- _Your task_:
In the review excerpt below, turn the paragraph that begins "Among the study's limitations" into a short bulleted list that keeps its main facts.

>> begin Document section

Post-test results for second-year students indicated no gains in the multiple-choice component of the declarative knowledge test but minor gains in responding to the open-ended questions. First-year students improved significantly in their ability to choose the best handling of the scenarios but no gains in the open-ended response (13-14). Similarly, second-year students’ self-efficacy beliefs did not change, but those of first-year students improved (14-15). Participation was measured by assessing the length of written components and by number of contributions to class discussion. This measure showed that students who wrote more in their first-phase accounts performed better on both the pre- and post-test competency assessment (16). The teachers, who had noted problems with participation in class discussion in previous classes, felt that the intervention generated more student engagement and better participation (15). The student response to the project was positive (16).

In general, Ortoleva and Bétrancourt judge the intervention “partially” successful both as a means of enhancing and articulating school and workplace learning and as a way of developing higher self-efficacy (17-18). They posit that the different outcomes for first- and second-year students, in which second-year students did not improve on the multiple choice or self-efficacy measures but first-year students did, result from the degree to which second-year students knew more about workplace options because of their more advanced schooling and also had already developed “more stable (and accurate) image[s] of themselves” as professionals (18). The researchers judged that participation in the written phases was quite high and the feedback phase was well-received. They note that students who wrote more were less active in the oral discussion phase, implying that a mix of the two types of participation accommodates differing communication preferences (18).

Among the study’s limitations, they note the small sample size, lack of a control group, and especially the lack of an adequate measure of the kind of complex learning they hoped to promote (19). Recommendations from the study include beginning with individual writing activities to foster later engagement; providing clear guidance for feedback sessions; and using wikis to generate and record collaboration (19-20).


Sealey-Morris, Gabriel. Rhetoric of Comics. CS, Spring 2015. Posted 06/04/15.

Sealey-Morris, Gabriel. “The Rhetoric of the Paneled Page: Comics and Composition Pedagogy.” Composition Studies 43.1 (2015): 31-50. Web. 28 May 2015.

Gabriel Sealey-Morris argues that comics can enrich college students’ rhetorical education, supplying opportunities for students to meet the outcomes called for by the WPA Outcomes Statement for First-Year Composition and the NCTE Position Statement on Multimodal Literacies. In Sealey-Morris’s view, although the recognition of comics as a complex form of literary activity has been well noted in critical circles, rhetoric and composition has been slow to take up the benefits offered by using comics as a pedagogical tool in the writing classroom (32).

Sealey-Morris examines competing definitions and critical takes on comics by specialists and artists, exploring such issues as the relative priority of words and images (34). He presents comics as a vehicle for enhancing students’ rhetorical and critical abilities by arguing that they meet each of four WPA outcomes—rhetorical knowledge; critical thinking, reading, and writing; knowledge of conventions; and processes—as well as the call for more intensive attention to digital literacy and production in both documents.

>> end Document section
>> begin Extracted data

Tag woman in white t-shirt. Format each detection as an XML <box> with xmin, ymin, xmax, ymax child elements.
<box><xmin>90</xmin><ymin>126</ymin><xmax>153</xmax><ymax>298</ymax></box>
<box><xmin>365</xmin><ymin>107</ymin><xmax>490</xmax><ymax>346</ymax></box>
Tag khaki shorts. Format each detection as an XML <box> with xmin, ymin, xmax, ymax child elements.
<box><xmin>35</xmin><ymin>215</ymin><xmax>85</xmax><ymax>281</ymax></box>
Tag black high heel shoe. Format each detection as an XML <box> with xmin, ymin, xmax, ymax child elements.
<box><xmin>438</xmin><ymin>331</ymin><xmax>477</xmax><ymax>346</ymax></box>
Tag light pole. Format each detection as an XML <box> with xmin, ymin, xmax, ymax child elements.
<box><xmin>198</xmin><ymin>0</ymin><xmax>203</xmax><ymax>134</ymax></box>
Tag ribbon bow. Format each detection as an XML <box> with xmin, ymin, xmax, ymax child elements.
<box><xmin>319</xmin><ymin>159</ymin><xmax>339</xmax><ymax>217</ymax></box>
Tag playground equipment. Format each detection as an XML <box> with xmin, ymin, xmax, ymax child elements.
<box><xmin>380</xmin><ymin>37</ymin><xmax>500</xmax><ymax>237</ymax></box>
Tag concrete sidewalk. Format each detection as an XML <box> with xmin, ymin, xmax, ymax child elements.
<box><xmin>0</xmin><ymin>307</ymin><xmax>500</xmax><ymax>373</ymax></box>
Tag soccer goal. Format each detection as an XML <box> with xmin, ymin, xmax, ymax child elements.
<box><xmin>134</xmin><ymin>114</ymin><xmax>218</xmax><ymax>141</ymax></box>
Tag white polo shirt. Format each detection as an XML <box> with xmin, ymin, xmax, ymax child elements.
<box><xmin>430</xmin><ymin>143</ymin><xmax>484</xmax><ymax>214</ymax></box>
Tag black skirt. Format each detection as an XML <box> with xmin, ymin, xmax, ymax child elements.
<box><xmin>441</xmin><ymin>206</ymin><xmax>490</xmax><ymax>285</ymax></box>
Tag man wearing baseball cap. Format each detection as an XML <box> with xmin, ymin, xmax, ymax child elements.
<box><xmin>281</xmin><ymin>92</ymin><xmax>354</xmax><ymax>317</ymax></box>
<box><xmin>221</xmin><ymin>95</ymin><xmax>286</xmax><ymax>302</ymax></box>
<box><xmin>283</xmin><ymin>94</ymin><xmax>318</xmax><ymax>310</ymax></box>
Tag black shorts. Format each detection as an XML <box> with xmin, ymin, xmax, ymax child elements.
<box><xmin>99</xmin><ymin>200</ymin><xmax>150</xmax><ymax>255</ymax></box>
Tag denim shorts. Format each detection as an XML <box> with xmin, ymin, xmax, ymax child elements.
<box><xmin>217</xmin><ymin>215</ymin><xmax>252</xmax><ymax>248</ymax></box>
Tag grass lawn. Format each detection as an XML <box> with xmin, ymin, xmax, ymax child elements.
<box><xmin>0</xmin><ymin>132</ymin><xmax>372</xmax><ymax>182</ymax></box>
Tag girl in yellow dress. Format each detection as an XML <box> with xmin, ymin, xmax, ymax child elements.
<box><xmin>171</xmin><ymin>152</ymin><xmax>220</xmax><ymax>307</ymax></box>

>> end Extracted data

- _Result of this task_:
- Limitations: small sample size, no control group, and above all no adequate measure of the complex learning the researchers hoped to promote (19).
- Recommendations: begin with individual writing activities to foster later engagement, give clear guidance for feedback sessions, and use wikis to generate and record collaboration (19-20).